## [Work request]
Write out, without any change, the lines in the material below that run from the line with "<point>110,111</point>" through the line with "<point>36,28</point>", both included.

━━ Data extracts

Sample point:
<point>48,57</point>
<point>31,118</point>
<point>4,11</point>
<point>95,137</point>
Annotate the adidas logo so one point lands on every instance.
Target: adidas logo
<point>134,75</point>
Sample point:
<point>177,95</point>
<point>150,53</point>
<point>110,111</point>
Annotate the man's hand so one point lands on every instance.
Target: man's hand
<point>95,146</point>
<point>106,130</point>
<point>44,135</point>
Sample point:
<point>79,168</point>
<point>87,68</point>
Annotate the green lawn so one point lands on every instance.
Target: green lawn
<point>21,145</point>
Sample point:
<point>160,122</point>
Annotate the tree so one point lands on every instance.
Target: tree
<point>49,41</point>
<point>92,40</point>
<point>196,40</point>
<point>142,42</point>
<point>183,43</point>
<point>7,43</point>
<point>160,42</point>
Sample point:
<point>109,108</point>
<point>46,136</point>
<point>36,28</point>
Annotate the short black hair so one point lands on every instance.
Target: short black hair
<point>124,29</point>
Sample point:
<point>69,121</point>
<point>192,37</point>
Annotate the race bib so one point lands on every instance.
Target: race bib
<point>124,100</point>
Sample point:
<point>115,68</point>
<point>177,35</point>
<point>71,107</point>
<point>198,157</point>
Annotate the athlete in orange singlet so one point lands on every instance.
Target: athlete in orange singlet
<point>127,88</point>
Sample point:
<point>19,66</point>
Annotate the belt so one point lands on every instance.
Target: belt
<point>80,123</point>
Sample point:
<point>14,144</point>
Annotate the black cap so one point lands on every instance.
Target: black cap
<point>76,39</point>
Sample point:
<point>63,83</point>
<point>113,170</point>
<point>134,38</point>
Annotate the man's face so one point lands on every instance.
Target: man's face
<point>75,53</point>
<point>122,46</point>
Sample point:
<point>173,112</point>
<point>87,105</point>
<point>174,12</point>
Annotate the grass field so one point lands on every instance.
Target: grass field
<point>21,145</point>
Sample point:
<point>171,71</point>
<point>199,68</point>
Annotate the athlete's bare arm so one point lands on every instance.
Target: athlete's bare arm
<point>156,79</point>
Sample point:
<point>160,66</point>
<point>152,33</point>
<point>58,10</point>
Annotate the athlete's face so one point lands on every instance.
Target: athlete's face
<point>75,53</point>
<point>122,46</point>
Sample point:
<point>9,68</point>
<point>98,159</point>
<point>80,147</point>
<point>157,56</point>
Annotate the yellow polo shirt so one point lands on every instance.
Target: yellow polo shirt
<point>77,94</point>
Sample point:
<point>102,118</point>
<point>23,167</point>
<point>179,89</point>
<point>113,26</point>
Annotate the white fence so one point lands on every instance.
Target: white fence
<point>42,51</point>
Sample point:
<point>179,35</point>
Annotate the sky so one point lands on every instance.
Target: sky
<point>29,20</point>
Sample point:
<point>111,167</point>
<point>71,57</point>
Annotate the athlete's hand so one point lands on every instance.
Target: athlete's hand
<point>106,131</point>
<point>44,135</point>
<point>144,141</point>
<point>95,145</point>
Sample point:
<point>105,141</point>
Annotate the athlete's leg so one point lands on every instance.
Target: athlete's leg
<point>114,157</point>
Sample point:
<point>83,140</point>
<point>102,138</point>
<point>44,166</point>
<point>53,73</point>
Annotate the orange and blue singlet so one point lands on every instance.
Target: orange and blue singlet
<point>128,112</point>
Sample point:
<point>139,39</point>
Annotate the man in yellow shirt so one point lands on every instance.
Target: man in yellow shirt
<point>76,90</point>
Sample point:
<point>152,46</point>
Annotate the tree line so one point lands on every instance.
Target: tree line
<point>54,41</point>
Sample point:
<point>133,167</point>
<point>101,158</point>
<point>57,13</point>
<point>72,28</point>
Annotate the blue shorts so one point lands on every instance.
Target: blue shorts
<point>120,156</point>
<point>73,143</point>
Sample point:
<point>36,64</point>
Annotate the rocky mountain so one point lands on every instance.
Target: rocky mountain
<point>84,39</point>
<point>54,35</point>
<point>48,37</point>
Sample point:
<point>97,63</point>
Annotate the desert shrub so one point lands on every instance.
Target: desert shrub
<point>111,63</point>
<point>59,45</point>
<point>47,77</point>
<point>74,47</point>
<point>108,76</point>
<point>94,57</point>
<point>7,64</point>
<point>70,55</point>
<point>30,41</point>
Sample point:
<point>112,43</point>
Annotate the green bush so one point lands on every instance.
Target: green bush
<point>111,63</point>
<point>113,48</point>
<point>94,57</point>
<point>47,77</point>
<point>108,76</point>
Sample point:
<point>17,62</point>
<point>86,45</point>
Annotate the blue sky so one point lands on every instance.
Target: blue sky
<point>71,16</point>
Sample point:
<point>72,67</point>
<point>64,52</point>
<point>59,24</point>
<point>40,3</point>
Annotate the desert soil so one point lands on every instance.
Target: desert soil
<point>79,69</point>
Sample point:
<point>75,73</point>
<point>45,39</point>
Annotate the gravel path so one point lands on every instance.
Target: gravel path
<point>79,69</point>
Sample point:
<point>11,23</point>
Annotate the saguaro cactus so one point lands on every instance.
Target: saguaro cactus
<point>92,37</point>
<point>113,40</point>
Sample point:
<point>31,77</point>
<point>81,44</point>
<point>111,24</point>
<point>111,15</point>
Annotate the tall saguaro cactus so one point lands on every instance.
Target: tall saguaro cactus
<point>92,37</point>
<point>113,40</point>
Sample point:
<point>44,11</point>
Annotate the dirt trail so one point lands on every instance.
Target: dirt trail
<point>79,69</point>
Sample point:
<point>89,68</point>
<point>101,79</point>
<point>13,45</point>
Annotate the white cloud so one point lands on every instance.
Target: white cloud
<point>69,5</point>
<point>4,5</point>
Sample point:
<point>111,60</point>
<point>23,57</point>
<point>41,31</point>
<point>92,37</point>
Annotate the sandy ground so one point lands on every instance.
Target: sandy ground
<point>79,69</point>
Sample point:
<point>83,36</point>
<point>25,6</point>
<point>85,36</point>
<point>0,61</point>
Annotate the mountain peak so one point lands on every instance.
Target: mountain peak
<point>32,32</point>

━━━━

## [Task output]
<point>110,111</point>
Annotate the man's hand so one point lands on every instance.
Target: man's hand
<point>95,146</point>
<point>106,130</point>
<point>44,135</point>
Sample point:
<point>79,168</point>
<point>87,68</point>
Annotate the green lawn so one point lands on every instance.
Target: green lawn
<point>21,145</point>
Sample point:
<point>160,122</point>
Annotate the tree so one point lands on every instance.
Target: tree
<point>49,41</point>
<point>92,40</point>
<point>196,40</point>
<point>142,42</point>
<point>183,43</point>
<point>7,43</point>
<point>160,42</point>
Sample point:
<point>109,108</point>
<point>46,136</point>
<point>36,28</point>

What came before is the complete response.